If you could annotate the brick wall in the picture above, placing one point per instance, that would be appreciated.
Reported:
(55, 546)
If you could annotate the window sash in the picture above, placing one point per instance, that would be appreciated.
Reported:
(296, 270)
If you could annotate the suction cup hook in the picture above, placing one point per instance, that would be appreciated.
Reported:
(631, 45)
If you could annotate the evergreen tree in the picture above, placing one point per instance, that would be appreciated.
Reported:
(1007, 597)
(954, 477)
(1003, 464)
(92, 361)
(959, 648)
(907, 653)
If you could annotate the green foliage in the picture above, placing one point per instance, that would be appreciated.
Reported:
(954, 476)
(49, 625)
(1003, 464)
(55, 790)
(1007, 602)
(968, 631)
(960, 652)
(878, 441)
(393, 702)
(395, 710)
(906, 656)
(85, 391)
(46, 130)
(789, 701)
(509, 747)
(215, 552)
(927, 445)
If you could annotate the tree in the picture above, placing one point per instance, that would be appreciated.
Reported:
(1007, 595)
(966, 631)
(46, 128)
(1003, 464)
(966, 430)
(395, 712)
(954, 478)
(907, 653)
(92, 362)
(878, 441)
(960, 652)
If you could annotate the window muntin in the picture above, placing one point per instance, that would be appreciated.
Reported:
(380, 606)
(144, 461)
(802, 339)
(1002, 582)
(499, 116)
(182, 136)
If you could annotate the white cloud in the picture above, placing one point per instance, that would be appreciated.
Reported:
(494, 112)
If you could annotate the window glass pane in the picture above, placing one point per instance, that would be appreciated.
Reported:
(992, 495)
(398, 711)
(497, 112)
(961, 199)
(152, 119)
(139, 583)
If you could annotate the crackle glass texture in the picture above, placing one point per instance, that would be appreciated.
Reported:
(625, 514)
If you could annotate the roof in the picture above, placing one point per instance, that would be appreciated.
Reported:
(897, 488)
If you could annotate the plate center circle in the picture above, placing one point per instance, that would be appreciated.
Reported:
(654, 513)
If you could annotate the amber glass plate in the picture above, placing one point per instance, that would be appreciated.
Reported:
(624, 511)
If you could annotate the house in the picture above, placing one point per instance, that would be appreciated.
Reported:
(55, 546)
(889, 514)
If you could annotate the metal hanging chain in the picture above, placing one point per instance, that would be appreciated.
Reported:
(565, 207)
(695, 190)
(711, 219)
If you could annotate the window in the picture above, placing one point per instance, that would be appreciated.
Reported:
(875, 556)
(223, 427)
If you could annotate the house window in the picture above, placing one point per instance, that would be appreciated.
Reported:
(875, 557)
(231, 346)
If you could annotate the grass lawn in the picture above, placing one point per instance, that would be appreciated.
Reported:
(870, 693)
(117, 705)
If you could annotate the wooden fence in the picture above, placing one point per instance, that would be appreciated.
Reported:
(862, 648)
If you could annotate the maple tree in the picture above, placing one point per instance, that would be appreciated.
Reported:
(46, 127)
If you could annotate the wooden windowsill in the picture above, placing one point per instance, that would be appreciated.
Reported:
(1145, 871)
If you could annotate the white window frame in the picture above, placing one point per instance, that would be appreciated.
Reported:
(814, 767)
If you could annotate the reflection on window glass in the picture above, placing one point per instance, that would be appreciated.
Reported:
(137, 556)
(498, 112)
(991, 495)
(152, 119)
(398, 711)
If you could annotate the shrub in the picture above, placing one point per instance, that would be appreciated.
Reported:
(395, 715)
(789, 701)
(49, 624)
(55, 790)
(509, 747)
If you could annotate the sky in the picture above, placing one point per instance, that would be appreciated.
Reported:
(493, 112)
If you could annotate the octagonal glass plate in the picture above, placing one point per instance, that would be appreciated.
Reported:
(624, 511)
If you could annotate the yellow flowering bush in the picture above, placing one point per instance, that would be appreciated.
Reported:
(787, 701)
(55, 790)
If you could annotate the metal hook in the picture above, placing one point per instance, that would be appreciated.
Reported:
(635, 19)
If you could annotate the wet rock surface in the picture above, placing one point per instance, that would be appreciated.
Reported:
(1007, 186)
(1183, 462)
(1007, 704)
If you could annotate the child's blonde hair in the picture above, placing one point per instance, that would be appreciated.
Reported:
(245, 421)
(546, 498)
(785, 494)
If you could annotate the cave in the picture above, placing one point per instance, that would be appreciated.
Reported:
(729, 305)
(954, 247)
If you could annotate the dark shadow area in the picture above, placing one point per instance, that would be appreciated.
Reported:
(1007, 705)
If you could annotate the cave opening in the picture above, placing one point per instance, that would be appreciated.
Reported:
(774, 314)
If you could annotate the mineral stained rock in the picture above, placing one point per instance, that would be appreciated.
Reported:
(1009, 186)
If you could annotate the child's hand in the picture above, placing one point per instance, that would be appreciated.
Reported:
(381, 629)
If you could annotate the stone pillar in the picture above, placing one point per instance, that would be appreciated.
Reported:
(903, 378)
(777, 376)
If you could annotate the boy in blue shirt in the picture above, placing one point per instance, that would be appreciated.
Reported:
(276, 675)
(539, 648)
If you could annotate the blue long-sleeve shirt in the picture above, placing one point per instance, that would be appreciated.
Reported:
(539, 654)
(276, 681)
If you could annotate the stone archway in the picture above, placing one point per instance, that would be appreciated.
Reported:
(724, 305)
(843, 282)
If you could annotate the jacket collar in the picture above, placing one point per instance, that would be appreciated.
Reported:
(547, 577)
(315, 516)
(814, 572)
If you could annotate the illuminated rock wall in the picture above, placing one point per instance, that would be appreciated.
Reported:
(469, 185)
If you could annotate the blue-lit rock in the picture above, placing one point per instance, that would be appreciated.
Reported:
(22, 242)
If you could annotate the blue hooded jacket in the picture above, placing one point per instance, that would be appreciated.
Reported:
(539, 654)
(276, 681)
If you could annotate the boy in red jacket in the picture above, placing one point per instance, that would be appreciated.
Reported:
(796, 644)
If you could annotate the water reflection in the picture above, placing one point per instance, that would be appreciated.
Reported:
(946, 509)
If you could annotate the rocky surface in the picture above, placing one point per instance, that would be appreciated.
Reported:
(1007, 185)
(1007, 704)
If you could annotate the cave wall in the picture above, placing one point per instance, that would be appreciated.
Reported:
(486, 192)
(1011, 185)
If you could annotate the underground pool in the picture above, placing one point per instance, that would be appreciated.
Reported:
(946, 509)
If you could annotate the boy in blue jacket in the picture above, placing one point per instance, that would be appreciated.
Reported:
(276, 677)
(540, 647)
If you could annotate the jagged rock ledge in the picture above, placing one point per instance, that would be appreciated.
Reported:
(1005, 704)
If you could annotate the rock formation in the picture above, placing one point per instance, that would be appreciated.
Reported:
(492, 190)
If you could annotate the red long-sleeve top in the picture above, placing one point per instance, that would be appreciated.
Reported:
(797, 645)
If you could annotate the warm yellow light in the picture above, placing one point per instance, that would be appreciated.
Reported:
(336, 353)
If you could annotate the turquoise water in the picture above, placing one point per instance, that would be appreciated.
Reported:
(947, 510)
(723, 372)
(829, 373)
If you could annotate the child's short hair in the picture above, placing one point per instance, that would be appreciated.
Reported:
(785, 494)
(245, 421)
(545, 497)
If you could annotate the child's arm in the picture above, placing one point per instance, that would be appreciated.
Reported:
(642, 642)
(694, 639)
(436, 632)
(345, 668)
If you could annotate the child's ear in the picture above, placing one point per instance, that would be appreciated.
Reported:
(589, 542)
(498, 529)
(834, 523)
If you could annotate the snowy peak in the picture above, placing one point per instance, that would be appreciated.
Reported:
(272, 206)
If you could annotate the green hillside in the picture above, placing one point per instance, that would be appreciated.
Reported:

Short problem
Rewrite all the entries above, putting "marking each instance with a single point" wherever "placing one point per instance" appears and leaving everything else unchanged.

Answer
If you could annotate the brick wall in the picture above, marking each instance with a single point, that would be appreciated.
Reported:
(55, 546)
If you could annotate the window sash in the picture above, marking each instance with a single point, that would be appreciated.
Reported:
(296, 270)
If you could annotate the suction cup hook in the picture above, marking each instance with a single point, that would be appreciated.
Reported:
(631, 45)
If you could annotate the evergreen tree in the picture above, marking each instance with a single point, that would be appreciated.
Reported:
(1007, 597)
(954, 477)
(1003, 464)
(92, 361)
(959, 648)
(907, 653)
If you could annotate the green foliage in the picture above, marking each instance with a single point, that would be appreciated.
Reported:
(954, 476)
(49, 625)
(1003, 464)
(55, 790)
(1007, 602)
(968, 631)
(960, 652)
(878, 441)
(393, 702)
(395, 710)
(906, 656)
(85, 391)
(46, 130)
(789, 701)
(509, 747)
(215, 552)
(927, 445)
If you could annotate the tree in the picture above, marking each instance with a single point, that would be appreciated.
Reported:
(1007, 595)
(966, 631)
(46, 128)
(1003, 464)
(966, 430)
(395, 712)
(954, 478)
(907, 653)
(92, 362)
(878, 441)
(960, 652)
If you could annotate the window muntin in the picture above, marking each instance with a single point, that would be appreciated.
Reported:
(380, 606)
(144, 461)
(802, 339)
(1002, 582)
(499, 116)
(182, 136)
If you could annotate the white cloud in the picture above, marking each instance with a single point, that would be appreciated.
Reported:
(494, 112)
If you could annotate the window glass pane in the picture above, marking each instance with a single point, that would be appreciated.
Reported:
(992, 495)
(398, 711)
(497, 112)
(961, 199)
(152, 119)
(139, 583)
If you could annotate the crackle glass texture in the picture above, marking each instance with a single point, that would be appreciated.
Reported:
(625, 514)
If you could annotate the roof in the picture above, marking each instance with a single point, that would be appreciated.
Reported:
(897, 488)
If you could annotate the plate center circle in the picture above, marking each instance with a single point, that would be appreciated.
Reported:
(654, 513)
If you could annotate the amber glass plate in the picture above, marking each instance with a single point, that would be appreciated.
Reported:
(624, 511)
If you could annotate the house in the picture above, marking each instance with a single point, that would be appreciated.
Reported:
(55, 546)
(889, 514)
If you could annotate the metal hanging chain in the picture above, marking each instance with a single point, that would be appreciated.
Reported:
(565, 207)
(695, 190)
(711, 219)
If you could annotate the window in the picture above, marking each instance with a single point, that would be appreciated.
Reported:
(875, 556)
(223, 427)
If you could annotate the house window in the picture above, marking each instance with a single point, that would be appreciated.
Reported:
(875, 557)
(231, 346)
If you could annotate the grass lawn in the picture above, marking each instance with a single point, that would be appreciated.
Reported:
(870, 693)
(117, 705)
If you could annotate the wooden fence in the picture above, marking each instance with a single point, that would be appreciated.
Reported:
(862, 648)
If you could annotate the maple tree in the picture above, marking each instance with a single point, that would be appreciated.
Reported:
(46, 127)
If you could annotate the wooden windowsill in the picture above, marking each instance with a single point, that would be appreciated.
Reported:
(1145, 871)
If you could annotate the white window frame in the picture above, marking each instance with a single point, that would be appreciated.
Reported:
(814, 767)
If you could annotate the reflection on window glass in the picture above, marking each instance with a single point, that would be appreciated.
Reported:
(137, 556)
(498, 112)
(991, 495)
(152, 119)
(398, 711)
If you could annotate the shrub in the picture above, marking each instance with a single point, that would be appreciated.
Reported:
(395, 715)
(789, 701)
(49, 624)
(55, 790)
(509, 747)
If you could annotate the sky in the picture above, marking each instance with a single point, that would be appreciated.
Reported:
(493, 112)
If you could annotate the octagonal glass plate in the picture above, marking each instance with a single point, that would be appreciated.
Reported:
(624, 511)
If you could annotate the yellow flowering bush in the picture above, marking each instance with a single point, that would be appreciated.
Reported:
(787, 701)
(55, 790)
If you could annotate the metal hook in the picture above, marking each instance with a single point, that would be appreciated.
Reported:
(635, 19)
If you could annotate the wet rock surface in the picture above, marking each instance with a single point, that would be appreciated.
Reported:
(1007, 186)
(1183, 462)
(1007, 704)
If you could annotate the child's blonde hair in the picture above, marking each instance with a single point, that would be appreciated.
Reported:
(245, 421)
(546, 498)
(785, 494)
If you could annotate the cave in the picture above, marking each instance with a single point, that would be appreciated.
Reported:
(729, 305)
(954, 247)
If you could annotate the dark shadow area in the picture above, marking each instance with a single point, that would be appreciated.
Reported:
(1007, 705)
If you could annotate the cave opening in the picture above, marking each instance with a single point, that would be appreciated.
Reported:
(774, 314)
If you could annotate the mineral stained rock in the picture above, marking each instance with a single point, that would be appreciated.
Reported:
(1009, 186)
If you could annotate the child's hand in the picture above, marking each instance with a single point, that would be appreciated.
Reported:
(381, 629)
If you could annotate the stone pillar in the picture above, marking each instance with a single point, that would be appreciated.
Reported:
(903, 378)
(777, 376)
If you could annotate the boy in blue shirt in the picture above, marking each instance with a single point, that would be appreciated.
Reported:
(276, 675)
(539, 648)
If you could annotate the blue long-sleeve shirt in the picture above, marking each instance with a single point, that would be appreciated.
Reported:
(539, 654)
(276, 681)
If you could annotate the stone archway in the picture above, marking each instance with a single point, that would be appreciated.
Reported:
(724, 305)
(843, 282)
If you could annotate the jacket collar in the picture above, marking each instance with a single point, that would be appreciated.
Reported:
(547, 577)
(315, 516)
(814, 572)
If you could annotate the illuminated rock wall in the picture above, marking each instance with a single point, that would be appreciated.
Reported:
(469, 185)
If you could annotate the blue-lit rock in the picture above, marking each instance with a single point, that would be appreciated.
Reported:
(22, 242)
If you could annotate the blue hooded jacket in the picture above, marking each instance with a single point, that would be appreciated.
Reported:
(539, 654)
(276, 681)
If you could annotate the boy in red jacket in the picture above, marking each instance with a single point, that would be appreciated.
Reported:
(796, 644)
If you could annotate the water reflection in the picture above, marking each instance with a single point, that would be appreciated.
Reported:
(946, 509)
If you could annotate the rocky surface in the picture above, marking each instance with a single point, that would be appreciated.
Reported:
(1007, 185)
(1007, 704)
If you could annotate the cave wall in the picture above, marking each instance with a single point, that would be appreciated.
Reported:
(486, 192)
(1011, 185)
If you could annotate the underground pool in the picture above, marking each instance with a single point, that would be appreciated.
Reported:
(946, 509)
If you could annotate the boy in blue jacket in the picture above, marking each instance with a single point, that would be appreciated.
Reported:
(276, 677)
(540, 647)
If you could annotate the jagged rock ledge in the picture above, marking each instance with a single point, that would be appreciated.
Reported:
(1005, 704)
If you could annotate the rock formation in the picture above, marking each instance with a single point, that would be appreciated.
Reported:
(492, 190)
If you could annotate the red long-sleeve top in the picture above, marking each instance with a single point, that would be appreciated.
Reported:
(797, 645)
If you could annotate the warm yellow light in the picture above, marking each instance with a single point, that would be appreciated.
Reported:
(336, 353)
If you could annotate the turquoise water in the picture above, marking each instance with a single point, that would be appreciated.
Reported:
(947, 510)
(723, 372)
(829, 373)
If you could annotate the child's short hair in the picture above, marking each instance with a single point, that would be appreciated.
Reported:
(785, 494)
(245, 421)
(545, 497)
If you could annotate the child's arm in the picture above, marking each instance with a single point, that would be appreciated.
Reported:
(642, 642)
(694, 639)
(436, 632)
(345, 668)
If you could annotate the child's ear in the picture above, marking each instance with a single point, that would be appreciated.
Reported:
(589, 542)
(498, 529)
(834, 523)
If you could annotate the snowy peak in the picture above, marking each instance with a single point, that would be appreciated.
Reported:
(272, 206)
If you could annotate the green hillside in the picture above, marking each instance with a single point, that would be appreciated.
Reported:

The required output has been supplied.